ЗАДАНИЯ —
A – Кому, согласно отрывку о ночном карауле в саду, к вечеру выпал жребий сторожить сад?
B – Подхватите повествование отрывка о ночном карауле в саду и продолжите его после последнего предложения.

ИСТОЧНИК —
Вернувшись к Татьяне Спиридоновне [Любатович], мы увидели столы, обильно уставленные винами и едой. Поздравляя молодых, все целовались с ними. Кричали «горько».
К вечеру Коле Хитрову опять выпал жребий сторожить сад. И когда я, распростившись, уходил к себе на деревню, Шаляпин вышел со мной.
— Пойдем посмотрим, как твой приятель караулит…
В глубине сада, огороженного канавой с разваленным частоколом, мы увидели огонек фонаря.
Шаляпин сделал мне знак, мы легли в траву и тихо поползли к канаве. Фонарь, горевший в шалашике, покрытом рогожей, освещал испуганное лицо Коли. Вытаращив глаза, он смотрел в темную ночь.
— А этого сторожа надо зарезать! — не своим голосом сказал Шаляпин.
— Кто такой? — завопил неистово Коля. — Буду стрелять!
И, выскочив из шалаша, пустился бежать из сада.

ИСХОДНЫЕ ДАННЫЕ —
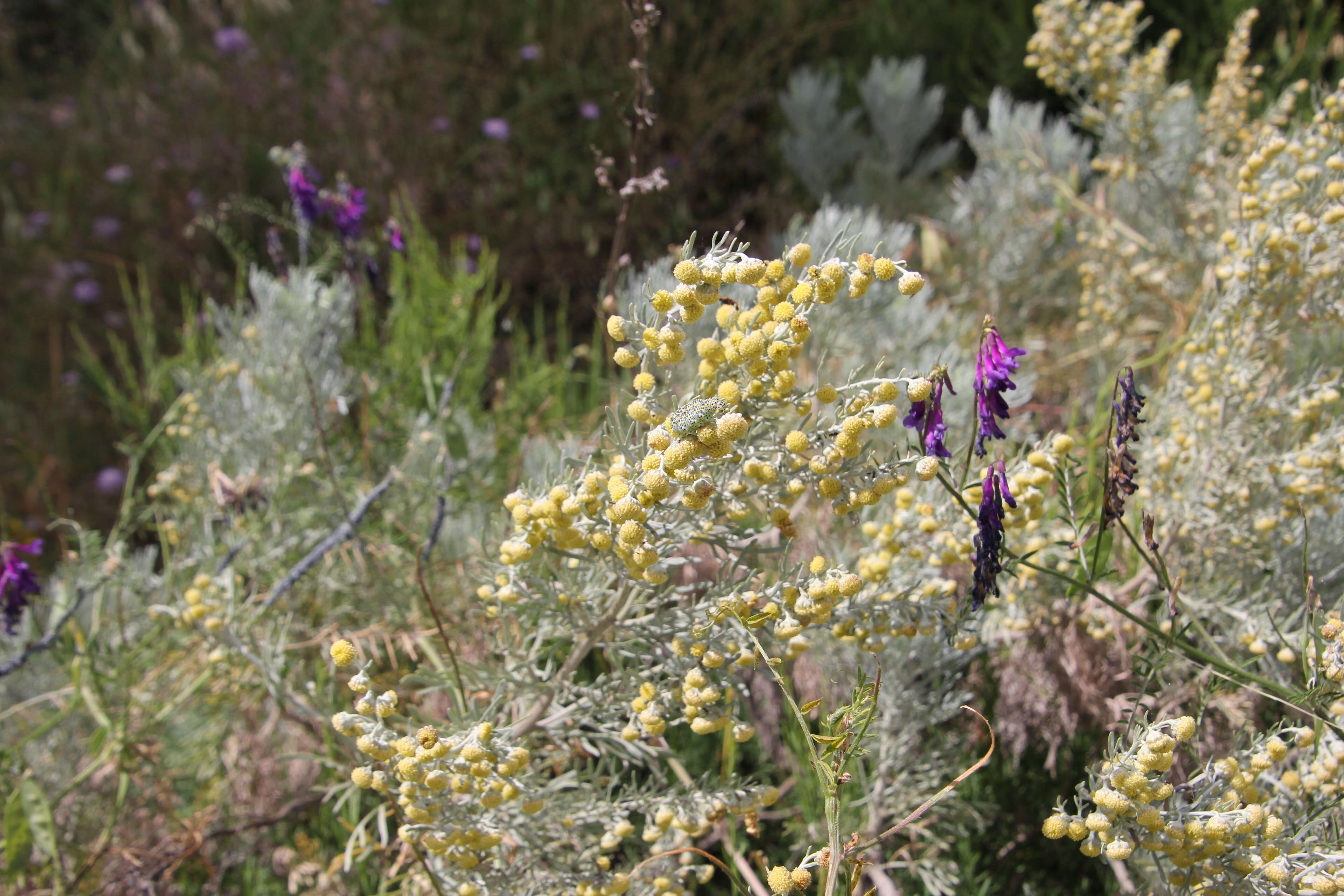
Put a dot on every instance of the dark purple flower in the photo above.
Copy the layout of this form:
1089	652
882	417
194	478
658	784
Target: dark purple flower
303	190
1120	464
927	417
991	538
36	223
995	363
18	584
87	291
233	39
393	234
107	228
347	207
111	480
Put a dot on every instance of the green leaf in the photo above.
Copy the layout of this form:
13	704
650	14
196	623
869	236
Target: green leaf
38	812
18	837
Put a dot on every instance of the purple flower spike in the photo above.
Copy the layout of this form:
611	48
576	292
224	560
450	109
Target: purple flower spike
927	417
17	584
991	539
995	363
393	234
347	207
303	190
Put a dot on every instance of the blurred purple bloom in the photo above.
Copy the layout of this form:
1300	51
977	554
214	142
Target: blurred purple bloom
36	223
991	536
303	190
107	228
18	584
111	480
232	39
927	417
87	291
347	207
995	363
393	234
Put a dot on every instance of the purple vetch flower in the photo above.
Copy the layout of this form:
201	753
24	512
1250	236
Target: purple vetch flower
18	584
107	228
111	480
393	234
303	190
995	363
347	207
230	41
927	417
990	539
87	291
1120	464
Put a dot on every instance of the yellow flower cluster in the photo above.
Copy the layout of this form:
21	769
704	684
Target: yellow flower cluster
1088	52
458	793
204	602
1230	823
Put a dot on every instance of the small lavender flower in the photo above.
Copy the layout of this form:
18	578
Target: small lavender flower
925	417
17	584
230	41
991	538
87	292
393	234
995	363
303	190
347	207
111	480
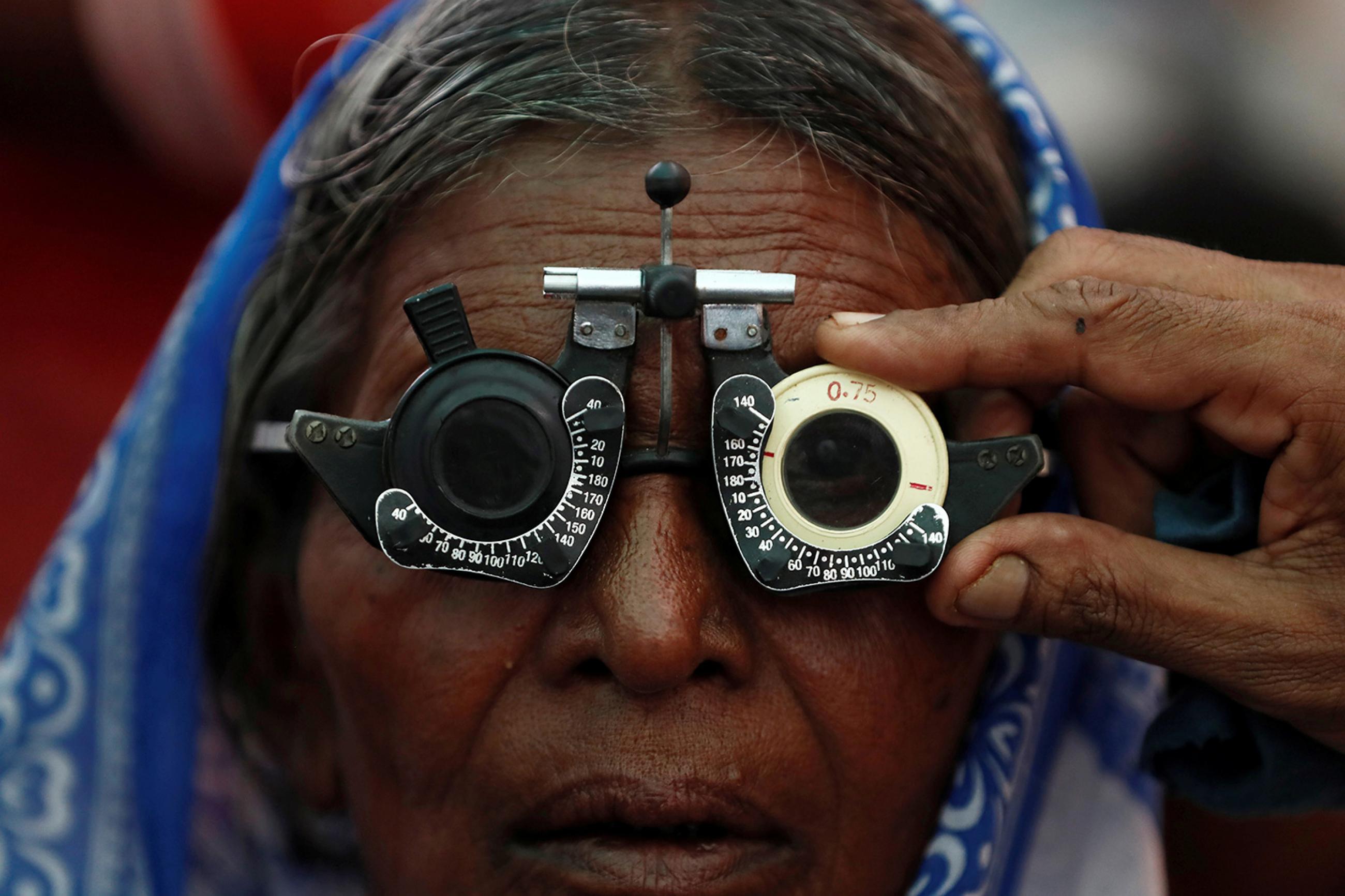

ОТВЕТЫ —
A – Жребий сторожить сад выпал Коле Хитрову.

B –
— Держи его! — кричал Шаляпин. — Не уйдешь!..
Коля кинулся к дому Татьяны Спиридоновны. Прибежав туда, он крикнул:
— Разбойники!..
Все переполошились. Высыпали на улицу.
Подходя к дому, мы увидели Иолу Игнатьевну, молодую. В беспокойстве она говорила:
— Господи! Где Федя, что с ним?..
Шаляпин был в восторге.
Сезон в Частной опере в Москве, в театре Мамонтова, открылся оперой «Псковитянка» Римского-Корсакова.
Я, помню, измерил рост Шаляпина и сделал дверь в декорации нарочно меньше его роста, чтобы он вошел в палату наклоненный и здесь выпрямился, с фразой:
— Ну, здравия желаю вам, князь Юрий, мужи-псковичи, присесть позволите.
Так он казался еще огромнее, чем был на самом деле. На нем была длинная и тяжелая кольчуга из кованого серебра. Эту кольчугу, очень древнюю, я купил на Кавказе у старшины хевсур. Она плотно облегала богатырские плечи и грудь Шаляпина. И костюм Грозного сделал Шаляпину тоже я.
Шаляпин в Грозном был изумителен. Как бы вполне обрел себя в образе сурового русского царя, как бы приял в себя его неспокойную душу. Шаляпина не было на сцене, был оживший Грозный.
В публике говорили:
— Жуткий образ…
Таков же он был и в «Борисе Годунове»…
Помню первое впечатление.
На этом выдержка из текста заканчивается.